Similar results for the year 2028 yield a 4.3% increase in delivery charge to recover the delivery charges shortfall of 262,994 MWh of solar energy generated per month, as mandated by the New Jersey Solar Act of 2012. Total retail sales per month in the year 2028, based on the average growth rate between 1991 and 2012, is projected to be 76,973,773 MWh.x For all residential consumers, in 2028, this translates to around 1.45% increase in their monthly electricity bills, when compared to their bills in 2014. Under a hypothetical aggressive solar mandate of, say, 10% of retail sales in 2028, the increase in monthly bills for all consumers would be around 3.80%, with delivery charge going up from 0.0635 per unit today to 0.0706 per unit.

3.3. Quantifying Tax Effects for New Jersey State Government

Government revenues, in the form of tax collection, also get affected due to higher penetration of DER, especially solar distributed generation systems. At county level, this could be as a result of lower property tax collection, where home owners are allowed to exempt 100% of the value of home solar power systems from property taxes.y For the state government, there could be a reduced collection of the absolute amount of tax collected on the sale of electricity (with volumetric utility rates, the state’s taxes are based on the total amount of the electric bill; any reduction in sales leads to lower billing and collection and, therefore, lower tax dollars).z In addition, the state government could in fact need to increase its subsidy to low-income consumers (assuming (1) low-income consumers are nonparticipants, that is, they do not invest in installing a DER; and (2) the subsidy provided to low-income customers is adjusted so that their expenditure on electricity does not exceed 6% of their income.)aa Finally, for the federal government, there could be an impact on the total income tax collection, as residential sized projects are eligible for a 30% Investment Tax Credit under Section 25D, allowing homeowners to apply the credit on their annual income.bb
In Section 3.2, it is assumed that the utility delivery charge shortfall is recovered by adjusting the delivery charges to account for reduced sales to consumers. Thus, for the state government, there is no absolute tax collection loss. However, the same is not true for supply charges, meant to recover the Basic Generation Service (BGS) charges. The utility does not recover BGS for every single unit less sold; this, in turn, also reduces the government tax collection. For New Jersey in 2014, that meant a tax loss of $1.06 million per month, or $12.74 million per year for 1,507,248 MWh of production by customer-generators. Results for 2028 yield that the NJ State Government would lose $26.67 million, assuming no change in supply charges.

Problems
1. Answer these from the excerpt on solar power and New Jersey taxes:
(a) What share of the value of home solar power systems can homeowners exempt from property taxes?
(b) What was the yearly tax loss for New Jersey in 2014 from production by customer-generators?
(c) Under a hypothetical 10% solar mandate in 2028, what would the delivery charge per unit rise to?
2. Count the lines in the records that contain the string "decal", with case counting. Give only the number.

Given records
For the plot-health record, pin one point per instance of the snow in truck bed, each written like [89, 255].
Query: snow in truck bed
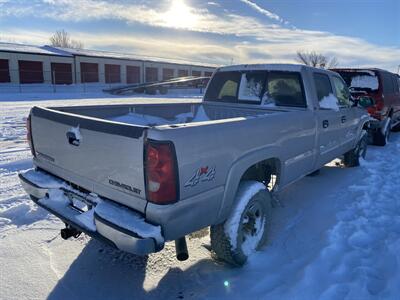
[149, 120]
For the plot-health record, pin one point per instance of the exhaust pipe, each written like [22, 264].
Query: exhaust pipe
[181, 249]
[68, 232]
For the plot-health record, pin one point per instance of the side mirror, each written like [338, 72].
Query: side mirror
[354, 100]
[365, 101]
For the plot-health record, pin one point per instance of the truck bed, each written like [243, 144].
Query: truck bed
[106, 154]
[162, 114]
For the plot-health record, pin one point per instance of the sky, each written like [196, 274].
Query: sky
[359, 33]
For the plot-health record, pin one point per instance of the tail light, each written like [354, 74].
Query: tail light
[161, 172]
[29, 135]
[376, 110]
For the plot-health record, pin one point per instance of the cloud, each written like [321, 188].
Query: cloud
[214, 37]
[263, 11]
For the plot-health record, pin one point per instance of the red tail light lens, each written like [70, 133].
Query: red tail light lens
[29, 135]
[161, 173]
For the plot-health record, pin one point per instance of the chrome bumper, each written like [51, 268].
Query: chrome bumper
[102, 227]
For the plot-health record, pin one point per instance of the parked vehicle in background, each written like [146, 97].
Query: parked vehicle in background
[138, 175]
[379, 92]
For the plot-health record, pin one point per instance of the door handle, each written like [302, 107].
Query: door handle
[72, 139]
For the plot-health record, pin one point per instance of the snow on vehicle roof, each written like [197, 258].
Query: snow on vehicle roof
[275, 67]
[271, 67]
[48, 50]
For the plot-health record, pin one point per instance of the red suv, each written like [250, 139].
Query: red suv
[379, 92]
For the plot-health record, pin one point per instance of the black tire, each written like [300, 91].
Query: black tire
[163, 90]
[396, 128]
[380, 137]
[352, 158]
[230, 250]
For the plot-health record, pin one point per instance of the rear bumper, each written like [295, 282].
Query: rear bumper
[111, 223]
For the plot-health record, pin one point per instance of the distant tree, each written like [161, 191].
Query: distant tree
[317, 60]
[62, 39]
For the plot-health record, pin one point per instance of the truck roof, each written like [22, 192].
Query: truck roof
[271, 67]
[360, 70]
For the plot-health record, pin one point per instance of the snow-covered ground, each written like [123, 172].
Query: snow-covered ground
[337, 236]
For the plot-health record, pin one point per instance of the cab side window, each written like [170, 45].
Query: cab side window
[323, 86]
[342, 92]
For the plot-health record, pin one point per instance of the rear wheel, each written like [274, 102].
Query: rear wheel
[352, 158]
[245, 231]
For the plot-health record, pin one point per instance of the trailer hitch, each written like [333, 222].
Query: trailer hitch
[69, 231]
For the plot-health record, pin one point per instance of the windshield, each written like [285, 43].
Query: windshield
[360, 80]
[270, 88]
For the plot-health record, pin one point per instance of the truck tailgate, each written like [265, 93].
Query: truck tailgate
[100, 156]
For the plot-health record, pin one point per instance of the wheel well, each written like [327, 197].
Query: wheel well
[265, 171]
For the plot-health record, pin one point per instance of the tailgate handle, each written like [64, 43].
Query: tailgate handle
[72, 139]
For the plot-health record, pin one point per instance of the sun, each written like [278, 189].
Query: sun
[180, 15]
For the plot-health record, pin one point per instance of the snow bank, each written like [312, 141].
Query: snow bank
[365, 81]
[329, 102]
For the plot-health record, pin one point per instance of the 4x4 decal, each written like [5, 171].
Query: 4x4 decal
[200, 175]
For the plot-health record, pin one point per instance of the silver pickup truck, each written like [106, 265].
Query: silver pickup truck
[138, 175]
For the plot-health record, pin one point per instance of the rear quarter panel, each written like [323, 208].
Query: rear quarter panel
[232, 146]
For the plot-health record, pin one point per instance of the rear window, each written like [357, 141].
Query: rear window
[388, 87]
[272, 88]
[360, 80]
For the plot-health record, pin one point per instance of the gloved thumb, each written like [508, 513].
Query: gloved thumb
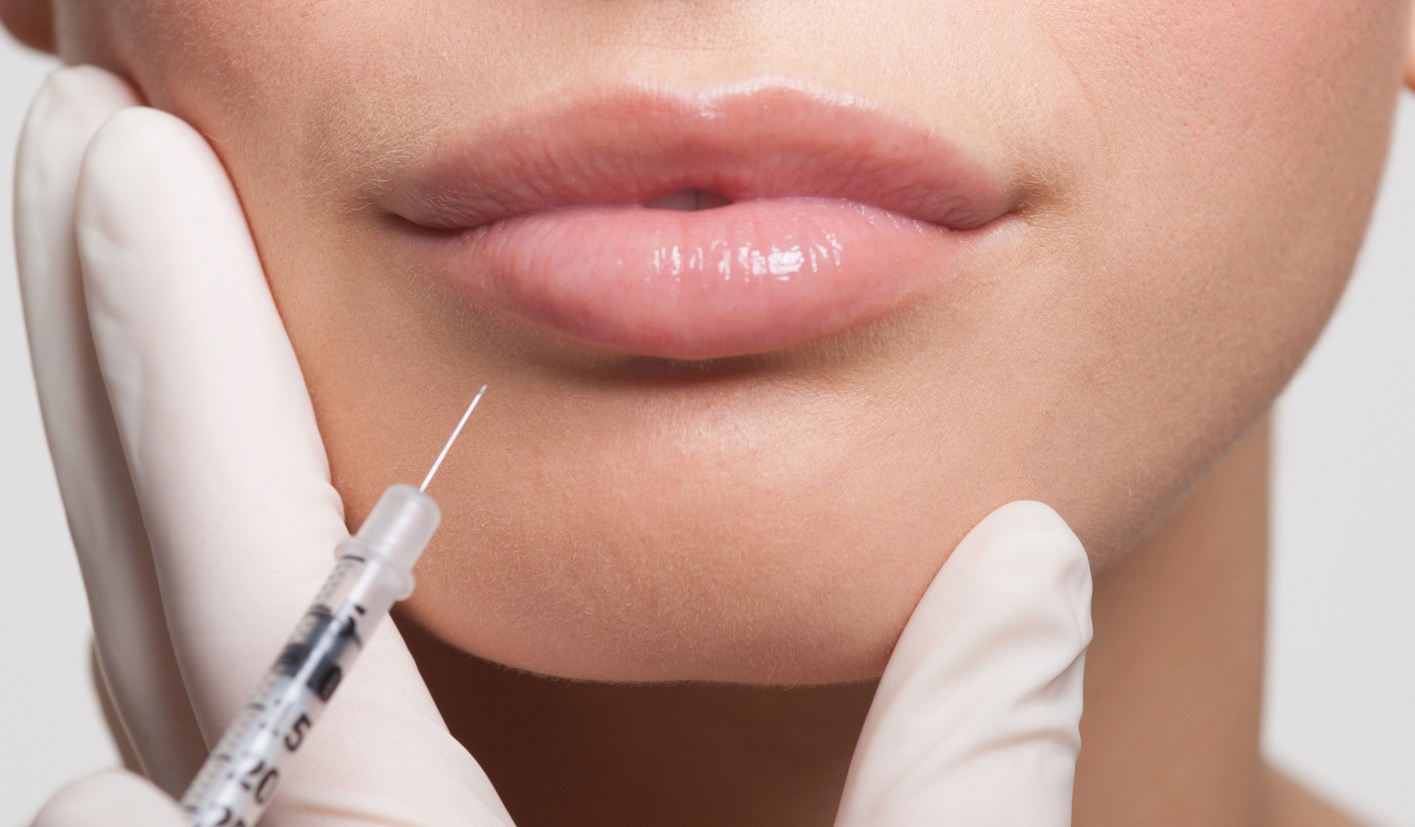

Solutions to the tasks
1.
(a) 100%
(b) $12.74 million
(c) 0.0706

2. 2